Work required: Continue the article about the Acting Out production of "New York," picking up right after its final sentence.
━━━━━ Excerpt provided
By Sahan Weerakoon, deputy A&E editor
A teacher writes on an imaginary blackboard to her invisible students. She asks questions, but no one answers. At the end of the one-sided discussion, she is on the verge of tears.
Acting Out, a Northeastern University theater group focused on bringing social change through performance, presented “New York” to a packed afterHOURS crowd on Friday, Feb. 19. Directed by junior communications major Stephanie Eisemann, the play chronicles the story of witnesses to the 9/11 attacks in New York City.
The play’s vignette style had characters in almost every scene talking to a psychologist about their ongoing emotional trauma following 9/11.
“The vignette style allowed a nice change of pace,” Eisemann said. “You could have written a play about each character.”
The isolated scene structure allowed Eisemann to mentor her actors for just their scene, making each moment hyper-focused on each actor’s purpose.
The therapist was the only exception to this rule. Despite being in the majority of the play, she served as a liaison between the audience and the survivors.
“[The therapist] was definitely there to coax the other characters into speaking,” Katherine Hut, a freshman behavioral neuroscience major who played the therapist, said. “Her main role was to facilitate just the continuation of the play.”
The eclectic group of patients was highlighted by a fireman who spites himself for being the only survivor of his company; a news reporter who struggles to adapt to her career after 9/11; a human resources director who feels responsible for the death of an estranged college classmate; a detective who looks for physical remnants of the victims; and a babysitter, who blames himself for not caring more about his friend’s loss.
Freshman chemical engineering major Adam Lyons, who plays homicide detective Tony Del Girono, lauded the variety of characters in the play for helping him discover how a tragedy like this affects everyone.
“The vignette style glimpses helped let me know no matter who we are, we’re all affected by tragedy,” Lyons said.
━━━━━━━━━━
━━━━━ Extracted data
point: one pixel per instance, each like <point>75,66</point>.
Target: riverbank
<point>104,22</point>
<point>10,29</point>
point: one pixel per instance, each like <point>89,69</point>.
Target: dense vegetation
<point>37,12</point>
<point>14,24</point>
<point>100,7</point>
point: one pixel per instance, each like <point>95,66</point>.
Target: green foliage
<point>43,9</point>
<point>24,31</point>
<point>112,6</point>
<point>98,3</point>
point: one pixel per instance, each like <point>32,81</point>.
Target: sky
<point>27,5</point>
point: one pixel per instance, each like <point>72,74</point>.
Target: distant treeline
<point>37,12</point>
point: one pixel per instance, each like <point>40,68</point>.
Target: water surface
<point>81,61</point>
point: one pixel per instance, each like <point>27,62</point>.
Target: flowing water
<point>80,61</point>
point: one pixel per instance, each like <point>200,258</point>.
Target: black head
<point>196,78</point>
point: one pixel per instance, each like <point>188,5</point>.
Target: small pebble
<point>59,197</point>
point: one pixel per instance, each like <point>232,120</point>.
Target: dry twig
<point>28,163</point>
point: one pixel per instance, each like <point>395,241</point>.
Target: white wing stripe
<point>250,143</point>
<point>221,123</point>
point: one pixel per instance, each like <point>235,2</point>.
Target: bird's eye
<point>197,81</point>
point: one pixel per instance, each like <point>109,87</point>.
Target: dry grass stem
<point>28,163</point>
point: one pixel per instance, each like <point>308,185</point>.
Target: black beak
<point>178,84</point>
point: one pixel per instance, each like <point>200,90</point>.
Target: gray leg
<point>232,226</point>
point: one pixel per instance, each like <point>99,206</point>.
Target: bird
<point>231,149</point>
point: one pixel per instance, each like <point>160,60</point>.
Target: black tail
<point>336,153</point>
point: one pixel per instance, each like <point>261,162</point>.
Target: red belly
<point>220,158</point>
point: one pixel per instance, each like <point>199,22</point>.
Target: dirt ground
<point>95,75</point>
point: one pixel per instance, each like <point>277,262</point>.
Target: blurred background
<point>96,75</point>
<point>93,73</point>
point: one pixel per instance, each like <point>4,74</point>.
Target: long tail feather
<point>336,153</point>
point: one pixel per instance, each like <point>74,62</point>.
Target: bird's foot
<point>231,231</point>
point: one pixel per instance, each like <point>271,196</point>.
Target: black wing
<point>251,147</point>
━━━━━━━━━━
━━━━━ Extracted data
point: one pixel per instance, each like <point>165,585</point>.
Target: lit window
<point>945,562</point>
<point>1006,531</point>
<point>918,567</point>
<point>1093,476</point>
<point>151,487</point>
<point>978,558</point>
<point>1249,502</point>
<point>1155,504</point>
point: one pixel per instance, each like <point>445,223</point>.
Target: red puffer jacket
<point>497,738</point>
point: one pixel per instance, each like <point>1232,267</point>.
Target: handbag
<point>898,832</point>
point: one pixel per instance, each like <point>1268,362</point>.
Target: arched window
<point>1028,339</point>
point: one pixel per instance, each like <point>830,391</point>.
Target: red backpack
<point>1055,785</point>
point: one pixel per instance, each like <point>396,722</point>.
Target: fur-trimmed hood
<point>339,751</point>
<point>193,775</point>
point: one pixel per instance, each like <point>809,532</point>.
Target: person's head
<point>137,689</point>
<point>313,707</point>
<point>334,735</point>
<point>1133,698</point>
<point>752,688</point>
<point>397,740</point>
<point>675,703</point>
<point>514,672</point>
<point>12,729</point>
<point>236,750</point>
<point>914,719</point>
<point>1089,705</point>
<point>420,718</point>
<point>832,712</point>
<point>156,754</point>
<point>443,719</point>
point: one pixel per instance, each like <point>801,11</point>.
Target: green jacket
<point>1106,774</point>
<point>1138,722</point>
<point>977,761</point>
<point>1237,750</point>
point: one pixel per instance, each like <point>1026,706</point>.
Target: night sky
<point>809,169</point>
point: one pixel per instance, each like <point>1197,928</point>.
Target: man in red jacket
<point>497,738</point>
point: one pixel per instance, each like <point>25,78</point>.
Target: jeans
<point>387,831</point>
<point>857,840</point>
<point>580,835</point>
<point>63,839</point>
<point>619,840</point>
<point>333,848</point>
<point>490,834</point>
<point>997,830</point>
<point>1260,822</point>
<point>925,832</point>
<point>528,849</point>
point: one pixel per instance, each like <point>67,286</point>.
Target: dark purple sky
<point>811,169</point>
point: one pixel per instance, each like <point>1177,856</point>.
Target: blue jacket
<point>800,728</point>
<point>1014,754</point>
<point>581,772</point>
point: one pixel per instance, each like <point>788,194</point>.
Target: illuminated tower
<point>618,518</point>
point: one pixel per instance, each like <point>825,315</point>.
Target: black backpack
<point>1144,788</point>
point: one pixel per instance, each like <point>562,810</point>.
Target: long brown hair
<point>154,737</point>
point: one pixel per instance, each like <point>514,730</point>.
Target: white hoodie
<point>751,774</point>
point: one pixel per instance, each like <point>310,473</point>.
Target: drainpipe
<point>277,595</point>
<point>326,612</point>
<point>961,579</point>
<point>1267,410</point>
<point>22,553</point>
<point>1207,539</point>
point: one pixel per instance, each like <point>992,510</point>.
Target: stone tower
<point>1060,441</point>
━━━━━━━━━━
Answer to this task:
Lyons’ character serves as an important reference point who not only feels obliged to carry the burden of a loved one lost but also believes he must carry the memories of all the victims.
Del Girono visits the therapist in search of closure, but his and the other patients’ futures are left in the air after they leave the room.
Eisemann notes that this was an intentional choice due to the style of the play, and most stories still hinted at varying degrees of closure.
“Simply them being there and discussing their problems already shows a step forward that is taken by each character before the lights go on in their scene,” Eisemann said.
After the play, Eisemann, president of Acting Out and senior marketing major Conor Gay and the cast led a talkback to discuss with the audience what it means to move on from tragedy. The talkback especially challenged audience members with the question: “Have our careers and lives been completely defined by this day?”
Gay notes that this question, along with “what do we do from here?” describes the struggle the survivors faced daily and why they’re in the therapist’s office in the first place. In her final exchange with Del Girono, who can’t bring himself to forget the survivors, the therapist tries to answer the first, citing tragedy as just another fact of life.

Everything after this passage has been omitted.